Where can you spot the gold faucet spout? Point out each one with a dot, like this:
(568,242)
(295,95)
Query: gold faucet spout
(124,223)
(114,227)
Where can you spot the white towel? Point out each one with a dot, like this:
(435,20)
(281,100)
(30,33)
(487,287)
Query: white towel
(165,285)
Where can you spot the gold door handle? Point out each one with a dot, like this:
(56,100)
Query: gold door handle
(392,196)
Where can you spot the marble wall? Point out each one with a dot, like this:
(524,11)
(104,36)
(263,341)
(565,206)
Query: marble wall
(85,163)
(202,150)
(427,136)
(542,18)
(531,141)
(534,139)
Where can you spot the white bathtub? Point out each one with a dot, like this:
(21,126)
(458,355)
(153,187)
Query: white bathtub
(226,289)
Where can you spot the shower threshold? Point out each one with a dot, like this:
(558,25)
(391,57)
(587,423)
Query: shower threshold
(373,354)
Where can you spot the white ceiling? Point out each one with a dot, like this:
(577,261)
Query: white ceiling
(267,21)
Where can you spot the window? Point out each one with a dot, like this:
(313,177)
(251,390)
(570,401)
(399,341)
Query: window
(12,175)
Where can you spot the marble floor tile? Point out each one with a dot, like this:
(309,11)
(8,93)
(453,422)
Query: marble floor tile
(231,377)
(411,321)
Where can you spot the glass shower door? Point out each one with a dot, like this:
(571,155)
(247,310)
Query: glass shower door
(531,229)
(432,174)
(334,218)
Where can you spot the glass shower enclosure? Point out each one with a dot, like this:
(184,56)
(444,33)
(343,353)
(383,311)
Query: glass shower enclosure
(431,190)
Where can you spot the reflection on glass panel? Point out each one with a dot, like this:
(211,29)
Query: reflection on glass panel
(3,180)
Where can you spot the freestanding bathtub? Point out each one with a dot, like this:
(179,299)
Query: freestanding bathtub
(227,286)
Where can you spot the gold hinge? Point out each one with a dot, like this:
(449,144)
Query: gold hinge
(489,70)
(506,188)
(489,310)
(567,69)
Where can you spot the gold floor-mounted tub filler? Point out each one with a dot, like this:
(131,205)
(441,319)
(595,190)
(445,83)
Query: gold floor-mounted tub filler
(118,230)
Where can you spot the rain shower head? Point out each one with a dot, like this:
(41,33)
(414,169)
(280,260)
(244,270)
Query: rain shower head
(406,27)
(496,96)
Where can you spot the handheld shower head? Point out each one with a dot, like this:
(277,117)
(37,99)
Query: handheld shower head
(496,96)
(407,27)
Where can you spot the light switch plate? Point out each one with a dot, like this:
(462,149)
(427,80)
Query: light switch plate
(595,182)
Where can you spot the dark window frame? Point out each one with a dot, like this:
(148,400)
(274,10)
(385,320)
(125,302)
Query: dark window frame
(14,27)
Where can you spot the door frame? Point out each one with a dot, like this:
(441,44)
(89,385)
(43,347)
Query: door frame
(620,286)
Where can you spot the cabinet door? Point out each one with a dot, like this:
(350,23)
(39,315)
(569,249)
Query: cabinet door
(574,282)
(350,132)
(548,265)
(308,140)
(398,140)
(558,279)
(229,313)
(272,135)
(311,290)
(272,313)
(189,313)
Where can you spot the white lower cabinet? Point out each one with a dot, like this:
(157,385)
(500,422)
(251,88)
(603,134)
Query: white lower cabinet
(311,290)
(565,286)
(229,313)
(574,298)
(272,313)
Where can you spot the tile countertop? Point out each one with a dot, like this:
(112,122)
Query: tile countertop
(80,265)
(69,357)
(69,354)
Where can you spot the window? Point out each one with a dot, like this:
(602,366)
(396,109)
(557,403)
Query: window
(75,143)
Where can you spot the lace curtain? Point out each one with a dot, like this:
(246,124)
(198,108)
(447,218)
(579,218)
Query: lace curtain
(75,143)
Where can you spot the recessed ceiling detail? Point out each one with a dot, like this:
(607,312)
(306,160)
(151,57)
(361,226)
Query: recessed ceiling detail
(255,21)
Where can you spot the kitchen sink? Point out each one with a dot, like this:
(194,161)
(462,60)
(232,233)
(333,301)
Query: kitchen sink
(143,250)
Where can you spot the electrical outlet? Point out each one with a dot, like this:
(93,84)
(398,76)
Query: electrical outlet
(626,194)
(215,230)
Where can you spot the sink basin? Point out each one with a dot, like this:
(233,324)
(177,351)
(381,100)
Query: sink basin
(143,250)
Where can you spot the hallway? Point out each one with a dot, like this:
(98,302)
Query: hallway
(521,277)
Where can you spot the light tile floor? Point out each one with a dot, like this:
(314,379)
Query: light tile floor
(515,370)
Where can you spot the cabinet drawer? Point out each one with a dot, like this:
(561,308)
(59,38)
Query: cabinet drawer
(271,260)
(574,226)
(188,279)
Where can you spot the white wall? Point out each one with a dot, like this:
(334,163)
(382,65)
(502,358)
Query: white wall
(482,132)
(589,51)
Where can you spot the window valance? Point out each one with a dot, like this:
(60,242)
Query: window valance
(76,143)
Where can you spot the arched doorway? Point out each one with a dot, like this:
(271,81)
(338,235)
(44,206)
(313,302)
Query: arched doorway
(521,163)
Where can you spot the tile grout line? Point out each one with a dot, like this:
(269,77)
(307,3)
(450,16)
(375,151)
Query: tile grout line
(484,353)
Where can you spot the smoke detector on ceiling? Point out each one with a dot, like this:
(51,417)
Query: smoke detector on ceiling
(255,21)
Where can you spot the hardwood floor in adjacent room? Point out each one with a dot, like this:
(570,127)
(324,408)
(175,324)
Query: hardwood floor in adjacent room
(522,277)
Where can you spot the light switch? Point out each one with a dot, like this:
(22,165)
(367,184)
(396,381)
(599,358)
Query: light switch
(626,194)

*-*-*

Retype the listing exactly, in full.

_Exercise response_
Where can you spot the gold faucet spout? Point out each one with a dot, like this:
(568,242)
(295,95)
Query: gold faucet spout
(124,223)
(114,227)
Where can you spot the white towel? Point out each one with a dot, like this:
(435,20)
(281,100)
(30,33)
(487,287)
Query: white towel
(165,285)
Where can you spot the gold door handle? Point out each one with a dot, like this:
(56,100)
Query: gold door handle
(392,196)
Where can you spot the marble wall? Point out each one with a dot, like this:
(524,11)
(104,36)
(263,341)
(565,206)
Query: marble wall
(85,163)
(202,150)
(427,136)
(542,18)
(531,141)
(534,139)
Where can you spot the white bathtub? Point out each one with a dot, like this:
(21,126)
(458,355)
(153,187)
Query: white bathtub
(226,289)
Where can you spot the shower threshold? Point out each one with a dot, like this:
(558,25)
(391,57)
(587,423)
Query: shower threshold
(373,354)
Where can you spot the white ceiling? Point out each one with a dot, like this:
(577,261)
Query: white ceiling
(267,21)
Where can you spot the window? Point out each one with a dot, like this:
(313,177)
(251,390)
(570,401)
(399,341)
Query: window
(12,175)
Where can you spot the marble floor tile? Point out each one with a dot, like this:
(309,11)
(8,93)
(453,422)
Query: marble floor tile
(231,377)
(411,321)
Where can you spot the glass shower door? Point out each one with a dot, like this:
(571,155)
(247,310)
Query: glass shower door
(531,229)
(432,174)
(334,218)
Where can you spot the glass shower enclosure? Point out each one with a dot, like this:
(184,56)
(444,33)
(343,353)
(383,311)
Query: glass shower enclosure
(431,190)
Where can you spot the reflection on glass panel? Point out each one with a dot, like this:
(211,29)
Query: reflection on glass panel
(3,180)
Where can you spot the freestanding bathtub? Point out each one with a dot, like this:
(179,299)
Query: freestanding bathtub
(227,286)
Where can you spot the gold hinge? Point out each one with a dot, like this:
(449,144)
Query: gold hinge
(489,70)
(506,188)
(489,310)
(567,69)
Where can you spot the gold floor-mounted tub filler? Point out each one with a dot, like this:
(131,205)
(441,319)
(595,190)
(445,83)
Query: gold floor-mounted tub filler
(118,230)
Where can you spot the rain shower head? Point out each one with a dot, like this:
(41,33)
(414,169)
(280,260)
(244,270)
Query: rain shower head
(406,27)
(496,96)
Where can you spot the handheld shower head? Point out each one with a dot, like this:
(277,117)
(37,99)
Query: handheld shower head
(496,96)
(407,27)
Where can you spot the light switch plate? Point out each one with a dot, like this:
(462,149)
(427,80)
Query: light switch plate
(595,182)
Where can you spot the dark window frame? Point out each one with a dot, like this:
(148,400)
(274,10)
(385,320)
(125,302)
Query: dark window frame
(14,27)
Where can you spot the door frame? Point out each one with a dot, like this:
(441,44)
(89,385)
(43,347)
Query: door frame
(620,286)
Where can you spot the cabinet door? Point out each one with a dot, like this:
(350,23)
(39,315)
(569,249)
Query: cabinet door
(574,282)
(350,132)
(548,265)
(308,140)
(398,140)
(558,279)
(229,313)
(272,135)
(311,290)
(272,313)
(189,313)
Where can you spot the white lower cabinet? Point out each one with a dot, like this:
(157,385)
(500,422)
(251,88)
(603,134)
Query: white lower cabinet
(311,290)
(565,286)
(229,313)
(574,298)
(272,313)
Where can you spot the tile countertop? Point out each one with a dot, like this:
(112,122)
Query: tile countertop
(80,265)
(69,357)
(69,354)
Where can you spot the window? Point out each one with a dot, like this:
(602,366)
(396,109)
(557,403)
Query: window
(75,143)
Where can you spot the lace curtain? Point out each one with a dot, like this:
(246,124)
(198,108)
(447,218)
(579,218)
Query: lace curtain
(75,143)
Where can you spot the recessed ceiling detail? Point out each one with a dot, like this:
(607,312)
(306,160)
(151,57)
(361,226)
Query: recessed ceiling detail
(255,21)
Where can you spot the kitchen sink? Point out each one with a dot, like this:
(194,161)
(462,60)
(232,233)
(333,301)
Query: kitchen sink
(143,250)
Where can you spot the electrical outlet? Point out each one with a dot, like this:
(93,84)
(398,76)
Query: electrical outlet
(626,194)
(215,230)
Where can you spot the sink basin? Point out each one with a dot, like this:
(233,324)
(177,351)
(381,100)
Query: sink basin
(143,250)
Where can you spot the hallway? Point out each one with a dot, like this:
(98,302)
Query: hallway
(521,277)
Where can you spot the light tile floor? Point out each one with a dot, like this:
(314,379)
Query: light tile floor
(515,370)
Where can you spot the cabinet drawer? Point out each one with a dot, like this:
(561,308)
(59,38)
Query: cabinet drawer
(271,260)
(574,226)
(188,279)
Where can you spot the white wall? Point out each one with a dot, like this:
(334,163)
(382,65)
(502,358)
Query: white wall
(482,132)
(589,51)
Where can you spot the window valance? Point out each one with a dot, like this:
(60,242)
Query: window valance
(76,143)
Where can you spot the arched doorway? Point out each one with a dot, like this:
(271,81)
(338,235)
(44,206)
(313,302)
Query: arched doorway
(521,163)
Where can you spot the tile grout line? Point out each one with a dot, like this:
(269,77)
(307,3)
(450,16)
(375,151)
Query: tile grout line
(484,353)
Where can you spot the smoke detector on ceiling? Point out each one with a dot, like this:
(51,417)
Query: smoke detector on ceiling
(255,21)
Where can you spot the hardwood floor in adjacent room? Point out each one with a dot, like this:
(570,127)
(324,408)
(175,324)
Query: hardwood floor in adjacent room
(522,277)
Where can you spot the light switch? Point out each one with a dot, like this:
(22,165)
(367,184)
(396,381)
(599,358)
Query: light switch
(626,194)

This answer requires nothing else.